Print the entire listing. Each line must match the original exactly.

Dataset rows
****

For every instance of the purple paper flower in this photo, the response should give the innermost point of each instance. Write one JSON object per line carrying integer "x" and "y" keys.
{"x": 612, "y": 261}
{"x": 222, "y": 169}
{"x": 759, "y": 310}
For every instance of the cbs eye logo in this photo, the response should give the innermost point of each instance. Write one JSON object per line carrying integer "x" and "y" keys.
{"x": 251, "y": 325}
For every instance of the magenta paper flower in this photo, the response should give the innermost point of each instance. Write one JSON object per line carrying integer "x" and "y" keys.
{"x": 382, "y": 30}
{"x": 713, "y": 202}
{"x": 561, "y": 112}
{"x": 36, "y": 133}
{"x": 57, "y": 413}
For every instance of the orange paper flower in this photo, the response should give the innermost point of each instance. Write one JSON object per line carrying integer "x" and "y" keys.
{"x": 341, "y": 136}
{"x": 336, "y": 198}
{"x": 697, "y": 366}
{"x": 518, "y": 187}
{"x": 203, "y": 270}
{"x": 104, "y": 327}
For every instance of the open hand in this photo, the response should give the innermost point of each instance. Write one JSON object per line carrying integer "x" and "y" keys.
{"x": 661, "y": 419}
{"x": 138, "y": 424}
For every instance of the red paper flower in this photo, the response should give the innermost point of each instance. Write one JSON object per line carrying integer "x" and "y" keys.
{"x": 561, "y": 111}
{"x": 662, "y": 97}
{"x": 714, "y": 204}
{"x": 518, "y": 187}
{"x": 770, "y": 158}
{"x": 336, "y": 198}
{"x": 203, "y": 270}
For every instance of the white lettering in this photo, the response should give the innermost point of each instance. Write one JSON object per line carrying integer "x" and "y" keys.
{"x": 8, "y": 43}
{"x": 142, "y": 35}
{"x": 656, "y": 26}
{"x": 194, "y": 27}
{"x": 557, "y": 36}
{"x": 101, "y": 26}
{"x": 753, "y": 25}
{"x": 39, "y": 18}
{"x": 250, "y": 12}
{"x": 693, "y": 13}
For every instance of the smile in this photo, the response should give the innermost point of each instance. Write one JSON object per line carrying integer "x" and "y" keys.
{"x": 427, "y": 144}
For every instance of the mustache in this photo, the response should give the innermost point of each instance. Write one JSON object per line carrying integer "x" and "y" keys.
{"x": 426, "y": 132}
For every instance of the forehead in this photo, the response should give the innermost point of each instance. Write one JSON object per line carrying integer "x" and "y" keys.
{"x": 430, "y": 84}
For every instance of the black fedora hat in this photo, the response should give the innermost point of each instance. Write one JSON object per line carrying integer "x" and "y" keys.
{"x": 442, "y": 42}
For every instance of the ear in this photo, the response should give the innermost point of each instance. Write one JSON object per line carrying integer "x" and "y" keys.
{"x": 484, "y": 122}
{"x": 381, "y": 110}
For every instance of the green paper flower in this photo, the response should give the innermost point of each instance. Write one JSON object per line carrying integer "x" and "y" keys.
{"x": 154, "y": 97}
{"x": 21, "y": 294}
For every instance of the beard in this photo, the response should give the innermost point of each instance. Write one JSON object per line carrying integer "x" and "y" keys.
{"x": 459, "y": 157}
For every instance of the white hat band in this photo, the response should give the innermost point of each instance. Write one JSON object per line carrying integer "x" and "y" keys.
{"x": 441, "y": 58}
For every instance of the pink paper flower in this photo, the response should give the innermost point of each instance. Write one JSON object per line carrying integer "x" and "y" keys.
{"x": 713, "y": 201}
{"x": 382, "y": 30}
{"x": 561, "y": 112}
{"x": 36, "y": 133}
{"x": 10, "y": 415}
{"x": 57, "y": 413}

****

▶ Solution to the problem:
For every instance of the purple paper flower in this photo, the response should give the innermost point of each instance. Write one JSON object per line carrying integer "x" and "y" keys.
{"x": 612, "y": 261}
{"x": 222, "y": 169}
{"x": 759, "y": 310}
For every instance of the cbs eye logo in this photo, the response should give the innermost point of each instance. Write one JSON object per line carrying integer "x" and "y" keys.
{"x": 251, "y": 325}
For every instance of the magenta paper flower in this photo, the response should give the innermost point of each instance. Write one JSON object per line carrying integer "x" and "y" keys.
{"x": 382, "y": 30}
{"x": 713, "y": 202}
{"x": 561, "y": 112}
{"x": 36, "y": 133}
{"x": 57, "y": 413}
For every instance of the orange paper flower in this photo, the response should give the innermost point of each instance. Write one JSON object per line carrying integer "x" and "y" keys.
{"x": 341, "y": 136}
{"x": 336, "y": 198}
{"x": 697, "y": 366}
{"x": 518, "y": 187}
{"x": 203, "y": 270}
{"x": 104, "y": 327}
For every instance of the open hand in this photo, the response should give the innermost point of each instance. Write one JSON object per line carrying integer "x" and "y" keys.
{"x": 661, "y": 419}
{"x": 138, "y": 424}
For every instance of the red paper flower in this photo, the response should give the innermost point of each instance. Write one JSON object per line carrying integer "x" and "y" keys.
{"x": 561, "y": 111}
{"x": 662, "y": 97}
{"x": 714, "y": 204}
{"x": 518, "y": 187}
{"x": 770, "y": 158}
{"x": 336, "y": 198}
{"x": 203, "y": 270}
For every instance of the white lettering in this photo, the response should give the innermost point of each instance. Write one JSON object per line carrying integer "x" and "y" keys.
{"x": 8, "y": 43}
{"x": 142, "y": 35}
{"x": 656, "y": 26}
{"x": 194, "y": 27}
{"x": 557, "y": 36}
{"x": 101, "y": 26}
{"x": 753, "y": 25}
{"x": 39, "y": 18}
{"x": 250, "y": 12}
{"x": 693, "y": 13}
For every instance of the smile in this photo, the response should give the innermost point of each instance. Write one JSON object per line carrying integer "x" and "y" keys.
{"x": 427, "y": 144}
For every instance of the mustache in this photo, the response should give the innermost point of each instance. Write one JSON object per line carrying integer "x" and "y" keys.
{"x": 426, "y": 132}
For every instance of the forehead in this photo, the response should give the innermost point of each instance. Write one JSON object per line carrying integer "x" and "y" keys.
{"x": 430, "y": 84}
For every instance of the black fedora hat in this photo, the response should give the innermost point of each instance. Write one JSON object per line carrying integer "x" and "y" keys.
{"x": 442, "y": 42}
For every instance of the ear in this photo, the response should give the innermost point of each instance. Write one JSON object per line carrying integer "x" and "y" keys.
{"x": 484, "y": 122}
{"x": 381, "y": 110}
For every instance of the green paper flower in this photo, the response should give the innermost point of each instance. Write one JSON object per line carrying integer "x" and "y" keys.
{"x": 154, "y": 97}
{"x": 21, "y": 294}
For every instance of the beard in this photo, the response should give the innermost point of each instance. Write one JSON object per line carrying integer "x" and "y" keys.
{"x": 459, "y": 157}
For every instance of the white hat band in this photo, the response should give the innermost point of each instance. Write one JSON object per line carrying integer "x" and "y" keys.
{"x": 441, "y": 58}
For every instance of the pink paper flower in this photo, the response should give the innermost point of each instance. Write one JSON object per line carrying integer "x" and "y" keys.
{"x": 713, "y": 201}
{"x": 382, "y": 30}
{"x": 561, "y": 112}
{"x": 36, "y": 133}
{"x": 10, "y": 415}
{"x": 57, "y": 413}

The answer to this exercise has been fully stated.